## Written task
Reproduce this listing in full.
= = = = = = =
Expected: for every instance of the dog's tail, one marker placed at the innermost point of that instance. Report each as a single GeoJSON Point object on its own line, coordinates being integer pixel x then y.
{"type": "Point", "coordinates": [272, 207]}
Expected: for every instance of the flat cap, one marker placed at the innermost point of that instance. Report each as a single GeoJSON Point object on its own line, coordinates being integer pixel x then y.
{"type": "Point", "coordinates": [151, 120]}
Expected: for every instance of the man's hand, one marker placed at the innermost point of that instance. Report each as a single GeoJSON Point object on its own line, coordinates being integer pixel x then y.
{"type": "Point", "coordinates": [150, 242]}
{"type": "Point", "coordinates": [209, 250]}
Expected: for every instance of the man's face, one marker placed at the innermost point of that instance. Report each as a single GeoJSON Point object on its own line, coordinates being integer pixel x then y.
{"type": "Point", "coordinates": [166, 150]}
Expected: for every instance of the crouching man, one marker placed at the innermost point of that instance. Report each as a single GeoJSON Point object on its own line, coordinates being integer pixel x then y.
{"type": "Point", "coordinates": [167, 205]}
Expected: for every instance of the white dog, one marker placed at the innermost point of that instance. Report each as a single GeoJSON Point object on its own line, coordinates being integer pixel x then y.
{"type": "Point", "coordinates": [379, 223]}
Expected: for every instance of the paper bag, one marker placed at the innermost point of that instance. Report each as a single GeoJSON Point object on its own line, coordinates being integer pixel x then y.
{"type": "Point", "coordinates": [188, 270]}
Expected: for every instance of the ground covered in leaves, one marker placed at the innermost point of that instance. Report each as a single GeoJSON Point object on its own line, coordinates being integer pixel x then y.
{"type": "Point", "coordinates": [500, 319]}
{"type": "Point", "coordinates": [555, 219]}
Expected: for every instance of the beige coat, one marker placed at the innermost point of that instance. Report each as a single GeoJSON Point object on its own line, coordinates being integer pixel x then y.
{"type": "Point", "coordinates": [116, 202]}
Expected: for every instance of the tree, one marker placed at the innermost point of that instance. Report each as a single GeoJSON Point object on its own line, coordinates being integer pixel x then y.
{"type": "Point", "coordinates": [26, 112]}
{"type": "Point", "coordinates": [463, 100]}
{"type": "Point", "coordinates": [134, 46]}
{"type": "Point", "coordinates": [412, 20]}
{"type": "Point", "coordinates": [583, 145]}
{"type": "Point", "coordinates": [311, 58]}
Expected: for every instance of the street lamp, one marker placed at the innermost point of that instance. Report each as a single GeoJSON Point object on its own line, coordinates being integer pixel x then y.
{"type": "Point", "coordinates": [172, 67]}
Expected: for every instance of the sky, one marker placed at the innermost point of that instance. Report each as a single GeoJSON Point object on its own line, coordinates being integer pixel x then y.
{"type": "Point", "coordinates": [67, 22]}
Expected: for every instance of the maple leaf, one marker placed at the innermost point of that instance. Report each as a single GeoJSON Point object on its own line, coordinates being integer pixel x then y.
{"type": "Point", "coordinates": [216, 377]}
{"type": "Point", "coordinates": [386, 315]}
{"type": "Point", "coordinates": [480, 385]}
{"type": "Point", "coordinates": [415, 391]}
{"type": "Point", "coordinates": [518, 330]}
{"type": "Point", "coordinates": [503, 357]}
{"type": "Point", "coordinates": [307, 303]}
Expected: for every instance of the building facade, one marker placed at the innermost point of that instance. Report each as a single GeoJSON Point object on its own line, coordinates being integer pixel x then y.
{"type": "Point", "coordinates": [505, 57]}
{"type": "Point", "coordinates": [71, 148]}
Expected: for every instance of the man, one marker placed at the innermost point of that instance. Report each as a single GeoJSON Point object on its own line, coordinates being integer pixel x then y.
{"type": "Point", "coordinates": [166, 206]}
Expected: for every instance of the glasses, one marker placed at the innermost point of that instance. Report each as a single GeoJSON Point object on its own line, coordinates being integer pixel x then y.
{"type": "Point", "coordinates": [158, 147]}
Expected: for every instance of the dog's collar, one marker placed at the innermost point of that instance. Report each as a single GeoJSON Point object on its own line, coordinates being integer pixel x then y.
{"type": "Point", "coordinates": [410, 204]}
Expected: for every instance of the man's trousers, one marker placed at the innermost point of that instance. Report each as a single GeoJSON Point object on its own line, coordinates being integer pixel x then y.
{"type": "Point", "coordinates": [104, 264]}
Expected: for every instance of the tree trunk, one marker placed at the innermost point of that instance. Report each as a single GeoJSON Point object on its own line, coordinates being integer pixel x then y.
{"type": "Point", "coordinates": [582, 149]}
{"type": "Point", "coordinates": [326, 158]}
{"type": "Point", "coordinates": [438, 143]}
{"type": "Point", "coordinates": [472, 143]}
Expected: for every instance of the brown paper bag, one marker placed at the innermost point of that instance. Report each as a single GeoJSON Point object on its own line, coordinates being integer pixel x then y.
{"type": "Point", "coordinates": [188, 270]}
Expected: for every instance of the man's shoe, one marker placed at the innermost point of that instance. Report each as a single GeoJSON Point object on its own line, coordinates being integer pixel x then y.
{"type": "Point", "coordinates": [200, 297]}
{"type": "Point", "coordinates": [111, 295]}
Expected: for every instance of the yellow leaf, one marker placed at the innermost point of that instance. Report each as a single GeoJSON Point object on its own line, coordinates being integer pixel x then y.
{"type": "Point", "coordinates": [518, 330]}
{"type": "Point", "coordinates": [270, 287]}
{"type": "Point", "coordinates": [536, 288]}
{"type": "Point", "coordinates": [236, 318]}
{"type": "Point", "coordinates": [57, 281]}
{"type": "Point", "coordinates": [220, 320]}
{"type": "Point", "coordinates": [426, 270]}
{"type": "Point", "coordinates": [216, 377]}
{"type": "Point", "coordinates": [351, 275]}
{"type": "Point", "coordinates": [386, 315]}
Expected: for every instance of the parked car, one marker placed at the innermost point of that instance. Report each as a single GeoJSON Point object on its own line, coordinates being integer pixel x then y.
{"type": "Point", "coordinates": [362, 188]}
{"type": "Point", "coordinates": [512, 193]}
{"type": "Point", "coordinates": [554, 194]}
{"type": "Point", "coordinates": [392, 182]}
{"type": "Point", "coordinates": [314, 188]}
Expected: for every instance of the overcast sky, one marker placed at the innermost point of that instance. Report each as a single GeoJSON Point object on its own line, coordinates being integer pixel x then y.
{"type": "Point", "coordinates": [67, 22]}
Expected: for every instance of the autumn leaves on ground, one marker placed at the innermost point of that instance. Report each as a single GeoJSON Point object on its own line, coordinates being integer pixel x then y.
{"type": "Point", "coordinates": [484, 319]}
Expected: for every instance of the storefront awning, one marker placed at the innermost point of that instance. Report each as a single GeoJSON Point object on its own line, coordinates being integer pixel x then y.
= = = = = = =
## Exercise output
Expected: for every instance of the dog's tail, one marker placed at the innermost point of that instance. Report each as a single GeoJSON Point object on its own line, coordinates being integer pixel x then y.
{"type": "Point", "coordinates": [272, 207]}
Expected: for every instance of the flat cap, one marker placed at the innermost point of that instance. Report each as a single GeoJSON Point object on its own line, coordinates being integer pixel x then y.
{"type": "Point", "coordinates": [151, 120]}
Expected: for every instance of the man's hand, one marker placed at the innermost point of that instance. Report each as a single GeoJSON Point object on its own line, coordinates being integer pixel x then y.
{"type": "Point", "coordinates": [150, 242]}
{"type": "Point", "coordinates": [209, 250]}
Expected: for every instance of the man's face, one marker placed at the innermost point of that instance. Report each as a single GeoJSON Point object on its own line, coordinates being integer pixel x then y.
{"type": "Point", "coordinates": [166, 150]}
Expected: for every instance of the crouching man, one marker placed at the innermost point of that instance. Report each as a single GeoJSON Point object on its own line, coordinates being integer pixel x then y.
{"type": "Point", "coordinates": [167, 205]}
Expected: for every instance of the white dog, one marker placed at the innermost point of that instance. Report each as a single GeoJSON Point object on its own line, coordinates being integer pixel x then y.
{"type": "Point", "coordinates": [379, 223]}
Expected: for every instance of the paper bag, one marker placed at the innermost point of that instance. Report each as a single GeoJSON Point object on its own line, coordinates being integer pixel x then y.
{"type": "Point", "coordinates": [188, 270]}
Expected: for every instance of the ground covered in leaves, one marker placed at the innermost point of that instance. Report each as a single GeoJSON Point object on its own line, coordinates being integer pixel x then y.
{"type": "Point", "coordinates": [500, 319]}
{"type": "Point", "coordinates": [555, 219]}
Expected: for every instance of the beige coat, one marker placed at the innermost point of that instance. Report each as a single GeoJSON Point object on its own line, coordinates being integer pixel x then y.
{"type": "Point", "coordinates": [116, 202]}
Expected: for every instance of the tree, one marker placed at the innermost point of that instance. Report each as a single GeoJSON Point object on its own line, coordinates being integer pixel x then y.
{"type": "Point", "coordinates": [26, 112]}
{"type": "Point", "coordinates": [463, 100]}
{"type": "Point", "coordinates": [134, 46]}
{"type": "Point", "coordinates": [412, 20]}
{"type": "Point", "coordinates": [583, 145]}
{"type": "Point", "coordinates": [311, 58]}
Expected: for every instance of the street lamp, one marker placed at the innermost point of that instance. Report each as a single GeoJSON Point object on its own line, coordinates being integer pixel x then y.
{"type": "Point", "coordinates": [172, 67]}
Expected: for every instance of the sky, one marker placed at the innermost point of that instance. Report each as a single GeoJSON Point object on its own line, coordinates being integer pixel x then y.
{"type": "Point", "coordinates": [67, 22]}
Expected: for every instance of the maple leaf, one marker placed at the innermost point of that instance. Report each as a single GeoJSON Point object on its own line, coordinates being integer pixel x then y.
{"type": "Point", "coordinates": [216, 377]}
{"type": "Point", "coordinates": [386, 315]}
{"type": "Point", "coordinates": [480, 385]}
{"type": "Point", "coordinates": [415, 391]}
{"type": "Point", "coordinates": [518, 330]}
{"type": "Point", "coordinates": [503, 357]}
{"type": "Point", "coordinates": [307, 303]}
Expected: for every instance of the building facade, one marker placed at the innermost point of that instance. Report each as a single GeoJSON Point object on its own line, coordinates being integer pixel x then y.
{"type": "Point", "coordinates": [505, 57]}
{"type": "Point", "coordinates": [71, 148]}
Expected: for every instance of the man, one marker placed at the innermost point of that instance. Report each as a single GeoJSON Point object on its own line, coordinates being integer pixel x then y.
{"type": "Point", "coordinates": [166, 206]}
Expected: for every instance of the glasses, one marker placed at the innermost point of that instance. Report each as a single GeoJSON Point object on its own line, coordinates being integer pixel x then y.
{"type": "Point", "coordinates": [158, 147]}
Expected: for every instance of the dog's collar, one marker placed at the innermost point of that instance. Report each as a single GeoJSON Point object on its own line, coordinates being integer pixel x then y.
{"type": "Point", "coordinates": [410, 204]}
Expected: for every instance of the man's trousers, one marker placed at the innermost point of that instance. Report each as a single GeoJSON Point object on its own line, coordinates being integer pixel x then y.
{"type": "Point", "coordinates": [104, 264]}
Expected: for every instance of the tree trunk, one marker placed at the innermost point of that instance. Report each as a single GeoJSON Point object on its own line, coordinates being integer pixel x then y.
{"type": "Point", "coordinates": [582, 149]}
{"type": "Point", "coordinates": [326, 158]}
{"type": "Point", "coordinates": [438, 143]}
{"type": "Point", "coordinates": [472, 143]}
Expected: for every instance of the brown paper bag, one marker placed at the innermost point of that instance. Report each as a single GeoJSON Point object on its own line, coordinates being integer pixel x then y.
{"type": "Point", "coordinates": [188, 270]}
Expected: for every instance of the man's shoe, one marker placed at the innermost point of that instance. Report each as a single GeoJSON Point object on its own line, coordinates being integer pixel x then y.
{"type": "Point", "coordinates": [200, 297]}
{"type": "Point", "coordinates": [111, 295]}
Expected: for every instance of the yellow leaf, one marker placed at the innermost point of that instance. Report each as a single GeoJSON Point object on its own line, coordinates being integer pixel x then y.
{"type": "Point", "coordinates": [518, 330]}
{"type": "Point", "coordinates": [270, 287]}
{"type": "Point", "coordinates": [536, 288]}
{"type": "Point", "coordinates": [236, 318]}
{"type": "Point", "coordinates": [57, 281]}
{"type": "Point", "coordinates": [220, 320]}
{"type": "Point", "coordinates": [426, 270]}
{"type": "Point", "coordinates": [216, 377]}
{"type": "Point", "coordinates": [351, 275]}
{"type": "Point", "coordinates": [386, 315]}
Expected: for every instance of the parked car, one marker placed at the innermost point of that instance. Report each as a single GeoJSON Point object on its own line, coordinates being integer pixel x then y.
{"type": "Point", "coordinates": [362, 188]}
{"type": "Point", "coordinates": [512, 193]}
{"type": "Point", "coordinates": [554, 194]}
{"type": "Point", "coordinates": [392, 182]}
{"type": "Point", "coordinates": [314, 188]}
Expected: for every instance of the overcast sky, one marker placed at the innermost point of that instance. Report each as a single GeoJSON Point object on its own line, coordinates being integer pixel x then y.
{"type": "Point", "coordinates": [67, 22]}
Expected: for every instance of the autumn leaves on ground, one marker placed at the innermost point of that instance. Report each as a single GeoJSON Point object on its own line, coordinates being integer pixel x then y.
{"type": "Point", "coordinates": [484, 319]}
Expected: for every instance of the storefront awning, one marker placed at the innermost point of that instance. Report each as a single GeoJSON Point object on its own line, coordinates being integer pixel x then y.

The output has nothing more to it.